— Begin Given records —

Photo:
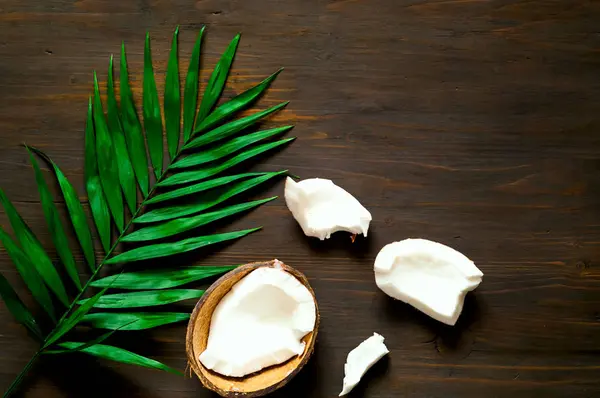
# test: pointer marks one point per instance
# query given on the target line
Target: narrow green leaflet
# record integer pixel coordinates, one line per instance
(232, 127)
(55, 227)
(34, 250)
(90, 343)
(151, 110)
(191, 89)
(17, 308)
(29, 274)
(73, 319)
(78, 217)
(93, 186)
(146, 298)
(181, 225)
(172, 101)
(120, 355)
(132, 128)
(161, 278)
(230, 147)
(235, 104)
(209, 200)
(126, 173)
(202, 186)
(182, 246)
(107, 166)
(200, 174)
(216, 82)
(143, 320)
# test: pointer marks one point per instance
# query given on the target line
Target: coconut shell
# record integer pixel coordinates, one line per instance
(256, 384)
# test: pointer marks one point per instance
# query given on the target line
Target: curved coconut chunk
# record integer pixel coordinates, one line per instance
(260, 322)
(430, 276)
(322, 208)
(361, 359)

— End Given records —

### [Task objective]
Copy out all the items above line for line, leaving out the pictures.

### [Solution for this task]
Photo:
# test: pointer marks one point per instance
# query given on the target line
Target: narrow green leaflet
# record integer pixel coordinates, one line per instance
(232, 127)
(55, 227)
(34, 250)
(90, 343)
(151, 110)
(191, 89)
(17, 308)
(29, 274)
(73, 319)
(78, 217)
(93, 186)
(146, 298)
(181, 225)
(172, 101)
(120, 355)
(132, 128)
(161, 278)
(230, 147)
(235, 104)
(209, 200)
(126, 173)
(202, 186)
(182, 246)
(107, 166)
(200, 174)
(216, 82)
(143, 320)
# test: pointer marks one point per instance
# query given on the target line
Target: coconut shell
# record integer pixel coordinates, one line per instance
(256, 384)
# test: pointer marks one point per instance
# query given on the target line
Target: curved coconut chunk
# record integer pixel coordinates, one line per instance
(260, 322)
(430, 276)
(322, 208)
(361, 359)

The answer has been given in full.